Written exercise :: In each of the records below, change "integer pixel coordinates" to "whole-number pixel coordinates" and rewrite the lines with everything else left as it is.

Stored data ::

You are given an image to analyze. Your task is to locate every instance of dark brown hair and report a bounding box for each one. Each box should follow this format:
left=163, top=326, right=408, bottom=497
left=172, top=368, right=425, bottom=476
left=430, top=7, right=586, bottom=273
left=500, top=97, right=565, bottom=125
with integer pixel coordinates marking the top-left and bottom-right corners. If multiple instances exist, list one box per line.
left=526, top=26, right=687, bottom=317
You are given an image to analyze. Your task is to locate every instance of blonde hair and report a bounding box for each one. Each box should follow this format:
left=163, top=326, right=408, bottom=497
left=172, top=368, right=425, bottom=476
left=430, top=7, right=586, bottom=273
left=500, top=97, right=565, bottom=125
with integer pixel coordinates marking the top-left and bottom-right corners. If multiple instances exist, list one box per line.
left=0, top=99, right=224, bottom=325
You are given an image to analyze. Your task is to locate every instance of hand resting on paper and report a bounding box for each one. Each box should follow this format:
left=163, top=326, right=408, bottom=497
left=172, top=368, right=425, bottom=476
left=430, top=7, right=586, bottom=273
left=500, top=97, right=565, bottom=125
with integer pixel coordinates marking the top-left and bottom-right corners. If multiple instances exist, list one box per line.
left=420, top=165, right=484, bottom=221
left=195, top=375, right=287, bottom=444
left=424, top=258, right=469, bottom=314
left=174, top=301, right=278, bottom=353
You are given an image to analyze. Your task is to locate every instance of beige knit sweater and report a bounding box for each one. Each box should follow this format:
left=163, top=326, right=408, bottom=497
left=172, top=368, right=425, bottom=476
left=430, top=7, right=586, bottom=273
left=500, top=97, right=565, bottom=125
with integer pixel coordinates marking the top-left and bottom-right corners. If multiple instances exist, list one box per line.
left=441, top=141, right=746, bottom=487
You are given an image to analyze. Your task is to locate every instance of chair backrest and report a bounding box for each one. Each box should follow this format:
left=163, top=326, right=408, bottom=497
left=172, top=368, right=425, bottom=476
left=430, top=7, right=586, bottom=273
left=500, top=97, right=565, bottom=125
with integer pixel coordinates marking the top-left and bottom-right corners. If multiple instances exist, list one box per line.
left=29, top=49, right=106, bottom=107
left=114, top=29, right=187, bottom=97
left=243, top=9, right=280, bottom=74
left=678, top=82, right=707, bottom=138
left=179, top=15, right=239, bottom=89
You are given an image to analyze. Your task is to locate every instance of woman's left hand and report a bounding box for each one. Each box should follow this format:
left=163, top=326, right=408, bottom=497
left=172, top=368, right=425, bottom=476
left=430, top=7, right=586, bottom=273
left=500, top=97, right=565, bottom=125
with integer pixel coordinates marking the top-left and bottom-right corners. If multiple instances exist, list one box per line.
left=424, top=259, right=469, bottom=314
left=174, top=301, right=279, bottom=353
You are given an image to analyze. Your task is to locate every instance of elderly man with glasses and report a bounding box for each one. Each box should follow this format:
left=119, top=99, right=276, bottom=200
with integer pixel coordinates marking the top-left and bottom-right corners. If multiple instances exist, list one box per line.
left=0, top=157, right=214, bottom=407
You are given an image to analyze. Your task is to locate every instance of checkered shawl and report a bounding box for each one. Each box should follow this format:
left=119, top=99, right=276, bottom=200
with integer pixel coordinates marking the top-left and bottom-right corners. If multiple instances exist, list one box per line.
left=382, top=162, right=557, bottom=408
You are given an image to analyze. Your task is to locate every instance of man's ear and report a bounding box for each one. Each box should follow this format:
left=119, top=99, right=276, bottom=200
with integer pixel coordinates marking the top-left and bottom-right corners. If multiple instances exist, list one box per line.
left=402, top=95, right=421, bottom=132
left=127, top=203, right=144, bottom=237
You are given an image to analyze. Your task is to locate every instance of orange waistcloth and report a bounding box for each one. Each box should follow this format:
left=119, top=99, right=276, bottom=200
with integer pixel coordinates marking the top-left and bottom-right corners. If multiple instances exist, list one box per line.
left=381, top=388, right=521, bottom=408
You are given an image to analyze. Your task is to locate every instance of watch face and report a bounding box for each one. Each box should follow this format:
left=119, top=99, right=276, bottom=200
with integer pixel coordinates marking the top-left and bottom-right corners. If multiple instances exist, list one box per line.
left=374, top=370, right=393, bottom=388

Exercise solution ::
You are given an image to analyze. Your task is to locate every instance of dark brown hair and report a bounding box for each one. Each box should follow this format:
left=163, top=326, right=408, bottom=497
left=172, top=368, right=425, bottom=476
left=430, top=7, right=586, bottom=273
left=500, top=97, right=565, bottom=125
with whole-number pixel coordinates marking the top-left and bottom-right corners. If multiple instances exist, list one box per line.
left=526, top=26, right=687, bottom=317
You are given an image to analyze. Your task is to locate every instance of blonde hair and report a bounding box for each one. Each box should follow this format:
left=163, top=326, right=408, bottom=497
left=172, top=368, right=425, bottom=476
left=430, top=7, right=586, bottom=273
left=500, top=97, right=565, bottom=125
with whole-number pixel coordinates marking the top-left and bottom-right corners. If multiple instances exist, list one box per line.
left=0, top=99, right=224, bottom=325
You are given an image to analyze. Your task is to locate every instance of hand resting on paper and report a bounding box for each one. Each box should follow this format:
left=163, top=326, right=408, bottom=497
left=172, top=368, right=425, bottom=476
left=430, top=7, right=586, bottom=273
left=500, top=97, right=565, bottom=125
with whole-number pixel coordinates marking the top-left and bottom-right corners. If multiple instances exist, list one box per line.
left=420, top=165, right=484, bottom=221
left=195, top=375, right=287, bottom=444
left=424, top=258, right=469, bottom=314
left=174, top=301, right=278, bottom=353
You are given an image to analyze. Your task is to locate every instance of beige knit sweater and report a bounding box for each one. Each box should follow this format:
left=163, top=326, right=408, bottom=497
left=172, top=368, right=425, bottom=476
left=430, top=7, right=586, bottom=273
left=500, top=97, right=565, bottom=125
with whole-number pixel coordinates marking the top-left and bottom-right corners. If multiple instances exist, list one box per line.
left=441, top=141, right=746, bottom=487
You are given an image to analyze. Your task is to locate every instance of chair backrest and report a bounding box for each one. Each box should follow this format:
left=163, top=326, right=408, bottom=497
left=172, top=368, right=425, bottom=476
left=430, top=7, right=586, bottom=273
left=500, top=97, right=565, bottom=125
with whole-number pixel coordinates marking the top-left and bottom-right corners. If multiple instances exist, list one box per line.
left=29, top=49, right=106, bottom=107
left=114, top=29, right=187, bottom=97
left=243, top=9, right=280, bottom=74
left=678, top=82, right=707, bottom=138
left=179, top=15, right=239, bottom=89
You are given an image to analyze. Your task is to locate every instance of woman's left hand and report a bounding box for each one. Each box should follow this format:
left=163, top=326, right=408, bottom=497
left=172, top=368, right=425, bottom=476
left=430, top=7, right=586, bottom=273
left=500, top=97, right=565, bottom=125
with whole-number pixel coordinates marking the top-left and bottom-right corners. If multiple instances exist, list one box per line.
left=424, top=259, right=469, bottom=314
left=174, top=301, right=279, bottom=353
You are given an image to analyze. Your task is to locate every instance of elderly man with glasses and report a bounding box for each one. Each box should follow this format:
left=119, top=99, right=276, bottom=200
with whole-number pixel coordinates marking the top-left and bottom-right corners. If multiple instances exist, list one box per line.
left=0, top=157, right=214, bottom=407
You are given an image to analyze. Your task is to locate every instance of checkered shawl and report a bounding box for each one. Each box should follow this format:
left=119, top=99, right=276, bottom=200
with whole-number pixel coordinates marking the top-left and bottom-right corners. If multiple instances exist, list one box per line.
left=382, top=162, right=557, bottom=408
You are given an image to analyze. Your task is to locate every instance of man's ear and report a bounding box for each one. Each box should follow this format:
left=119, top=99, right=276, bottom=200
with whole-number pixel coordinates marking the top-left and bottom-right corners. If multiple instances exist, list one box per line.
left=402, top=95, right=421, bottom=132
left=127, top=203, right=144, bottom=237
You are given an image to analyze. Your task is to locate every instance of orange waistcloth and report a bounding box for each one. Each box should follow this format:
left=119, top=99, right=276, bottom=200
with whole-number pixel coordinates marking the top-left and bottom-right corners. If multiple instances exist, list one box per line.
left=381, top=388, right=521, bottom=408
You are given an image to analyze. Your task is to locate every instance of watch face and report a bounding box for each one. Each box should follow this format:
left=119, top=99, right=276, bottom=200
with whole-number pixel coordinates marking the top-left and bottom-right corners. If multiple instances exist, list one box per line.
left=374, top=370, right=393, bottom=388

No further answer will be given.